Возвратясь из Екатеринбурга, я посетил Вдовствующую Императрицу во дворце Харакс в Крыму, чтобы сообщить обо всем слышанном мною относительно судьбы Царской Фамилии, находящейся в большевистском плену. Я был ошеломлен тем полностью беззащитным состоянием, в котором нашел дворец Вдовствующей Императрицы. Крым в тот самый момент был оставлен немцами на сомнительную милость большевиков, рассадником которых были Севастополь и Симферополь. Поэтому я с совершенным почтением, уверил Ее Величество, что скоро вернусь в Харакс с охраной, и был счастлив услышать ответ императрицы: “Я всегда знала, что Булыгины преданы мне”. Той же ночью пароход “Тигр”, шедший в Новороссийск, принял меня на борт: я отправился в штаб Белой Армии в Екатеринодар.
При штабе я обнаружил Шульгина — он покинул Киев, чтобы работать для Добровольческой Армии — и поделился с ним своими планами. Он отвел меня прямо к генералам Драгомирову и Лукомскому — двум главным советникам генерала Деникина — и попросил их оказать мне необходимую помощь в людях, деньгах и огнестрельном оружии для организации сильной личной охраны Вдовствующей Императрицы. Шульгин добавил, что, если Добровольческая Армия не может сделать этого по политическим мотивам, (так как официально она не является монархической), он будет рад занять денег под личную ответственность и возместит этот долг из доходов от продажи его киевского поместья.
На следующий день ген. Драгомиров вызвал меня к себе и информировал относительно решения ген. Деникина: я должен был выбрать пятнадцать офицеров и назначить полковника, которому мы все доверяли бы. Все офицеры получают неограниченный отпуск из армии. Все остальные вопросы мне следовало адресовать ген. Лукомскому, коему было предписано оказывать мне всякую помощь. Через несколько дней, оговорив с ген. Лукомским все детали относительно способа переброски офицеров и оружия, я уехал в Крым в сопровождении трех друзей.

+ + + + + + +

● **Задания**:
A: Перескажите отрывок в двух предложениях.
B: Перепишите из отрывка слово в слово фрагмент от слов «Возвратясь из Екатеринбурга, я» до слов «Армии в Екатеринодар.» включительно.

+ + + + + + +

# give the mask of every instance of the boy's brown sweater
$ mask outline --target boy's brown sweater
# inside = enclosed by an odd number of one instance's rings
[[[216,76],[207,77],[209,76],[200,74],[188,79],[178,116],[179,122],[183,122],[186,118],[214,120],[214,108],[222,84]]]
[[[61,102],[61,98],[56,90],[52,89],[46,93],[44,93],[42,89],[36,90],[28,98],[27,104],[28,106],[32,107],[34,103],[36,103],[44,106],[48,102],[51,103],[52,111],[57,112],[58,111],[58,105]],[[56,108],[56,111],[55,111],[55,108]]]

+ + + + + + +

● **Ответы**:
A: Вернувшись из Екатеринбурга, рассказчик застал дворец Вдовствующей Императрицы в Хараксе совершенно беззащитным, пообещал ей скоро вернуться с охраной и той же ночью отправился в штаб Белой Армии в Екатеринодар. Там Шульгин привел его к генералам Драгомирову и Лукомскому, по решению генерала Деникина ему поручили выбрать пятнадцать офицеров и назначить полковника, и, обсудив детали с Лукомским, он уехал в Крым с тремя друзьями.

B:
Возвратясь из Екатеринбурга, я посетил Вдовствующую Императрицу во дворце Харакс в Крыму, чтобы сообщить обо всем слышанном мною относительно судьбы Царской Фамилии, находящейся в большевистском плену. Я был ошеломлен тем полностью беззащитным состоянием, в котором нашел дворец Вдовствующей Императрицы. Крым в тот самый момент был оставлен немцами на сомнительную милость большевиков, рассадником которых были Севастополь и Симферополь. Поэтому я с совершенным почтением, уверил Ее Величество, что скоро вернусь в Харакс с охраной, и был счастлив услышать ответ императрицы: “Я всегда знала, что Булыгины преданы мне”. Той же ночью пароход “Тигр”, шедший в Новороссийск, принял меня на борт: я отправился в штаб Белой Армии в Екатеринодар.